Task directions
Rewrite each line of the material below as a Markdown table with the columns "Row" and "Line," numbering the rows in order and skipping any blank lines.

Given information
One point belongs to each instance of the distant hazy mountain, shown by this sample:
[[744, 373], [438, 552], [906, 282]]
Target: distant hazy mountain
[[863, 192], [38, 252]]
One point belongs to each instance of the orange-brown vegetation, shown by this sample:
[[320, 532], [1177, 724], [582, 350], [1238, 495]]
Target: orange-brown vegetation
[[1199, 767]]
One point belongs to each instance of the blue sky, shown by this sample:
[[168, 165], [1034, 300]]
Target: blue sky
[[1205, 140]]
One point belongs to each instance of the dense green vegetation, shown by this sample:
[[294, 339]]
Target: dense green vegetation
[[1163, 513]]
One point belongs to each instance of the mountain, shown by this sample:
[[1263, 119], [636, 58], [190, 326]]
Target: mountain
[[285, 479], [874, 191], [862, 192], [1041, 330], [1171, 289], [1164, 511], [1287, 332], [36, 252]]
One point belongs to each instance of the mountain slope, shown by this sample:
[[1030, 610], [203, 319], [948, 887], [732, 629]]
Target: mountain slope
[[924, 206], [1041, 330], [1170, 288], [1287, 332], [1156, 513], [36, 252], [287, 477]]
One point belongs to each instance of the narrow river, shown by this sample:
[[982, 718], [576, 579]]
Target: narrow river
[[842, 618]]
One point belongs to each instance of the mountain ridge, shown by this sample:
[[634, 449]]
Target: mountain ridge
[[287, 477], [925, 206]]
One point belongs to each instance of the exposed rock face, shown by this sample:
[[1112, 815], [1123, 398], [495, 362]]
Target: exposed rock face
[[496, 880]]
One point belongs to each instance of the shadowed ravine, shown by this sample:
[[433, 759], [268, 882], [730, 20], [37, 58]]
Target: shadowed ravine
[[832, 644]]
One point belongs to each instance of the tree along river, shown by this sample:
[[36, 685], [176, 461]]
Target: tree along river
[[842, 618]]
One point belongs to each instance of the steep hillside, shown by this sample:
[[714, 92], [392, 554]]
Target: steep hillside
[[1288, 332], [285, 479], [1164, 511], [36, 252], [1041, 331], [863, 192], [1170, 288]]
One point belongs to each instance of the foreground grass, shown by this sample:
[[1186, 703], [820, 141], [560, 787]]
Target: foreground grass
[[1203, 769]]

Solution to this task
| Row | Line |
|---|---|
| 1 | One point belongs to each instance of the distant hazy mountain, shown by this sample: |
| 2 | [[744, 373], [438, 552], [906, 282]] |
| 3 | Target: distant hazy mountain |
| 4 | [[863, 192], [38, 252]] |
| 5 | One point belongs to each instance of the orange-brown vegetation, shown by this sample: |
| 6 | [[320, 532], [1177, 724], [582, 350], [1238, 495]] |
| 7 | Target: orange-brown vegetation |
| 8 | [[1199, 767]] |
| 9 | One point belongs to each instance of the blue sky, shown by this sample: |
| 10 | [[168, 165], [1034, 300]] |
| 11 | Target: blue sky |
| 12 | [[1205, 140]] |
| 13 | One point belongs to each instance of the dense green vegetation, shown by this sample: |
| 14 | [[294, 339]] |
| 15 | Target: dense green vegetation |
| 16 | [[1163, 513]] |
| 17 | One point belongs to each instance of the mountain, shown by this sample: |
| 18 | [[1263, 119], [636, 58], [190, 326]] |
| 19 | Target: mountain |
| 20 | [[285, 479], [874, 191], [862, 192], [1041, 330], [1171, 289], [1164, 511], [1287, 332], [36, 252]] |
| 21 | One point belongs to each instance of the mountain slope, shown by this sample: |
| 22 | [[1030, 610], [203, 319], [948, 887], [732, 629]] |
| 23 | Target: mountain slope |
| 24 | [[924, 206], [1041, 330], [1170, 288], [1287, 332], [1156, 513], [36, 252], [287, 477]] |
| 25 | One point belongs to each instance of the narrow river, shown by this sample: |
| 26 | [[982, 718], [576, 579]] |
| 27 | Target: narrow river |
| 28 | [[842, 618]] |
| 29 | One point belongs to each instance of the mountain ridge, shown by this sample: |
| 30 | [[634, 449]] |
| 31 | Target: mountain ridge |
| 32 | [[287, 477], [925, 206]] |
| 33 | One point belongs to each instance of the exposed rock face, shown by this sample: |
| 34 | [[1112, 815], [1123, 398], [495, 362]] |
| 35 | Target: exposed rock face |
| 36 | [[496, 880]] |
| 37 | One point belongs to each instance of the shadowed ravine, shown by this sample: |
| 38 | [[433, 759], [268, 882], [730, 20], [37, 58]] |
| 39 | Target: shadowed ravine |
| 40 | [[832, 644]] |
| 41 | One point belongs to each instance of the tree along river, shown by this sample: |
| 42 | [[36, 685], [176, 461]] |
| 43 | Target: tree along river |
| 44 | [[842, 618]] |
| 45 | One point belongs to each instance of the steep hillside, shown by this sample: |
| 46 | [[714, 92], [392, 554]] |
| 47 | Target: steep hillside |
| 48 | [[1288, 332], [285, 479], [1164, 511], [36, 252], [1041, 331], [863, 192], [1170, 288]] |
| 49 | One point belongs to each instance of the foreground grass, shown by this sample: |
| 50 | [[1186, 703], [820, 141], [560, 787]] |
| 51 | Target: foreground grass |
| 52 | [[1203, 769]] |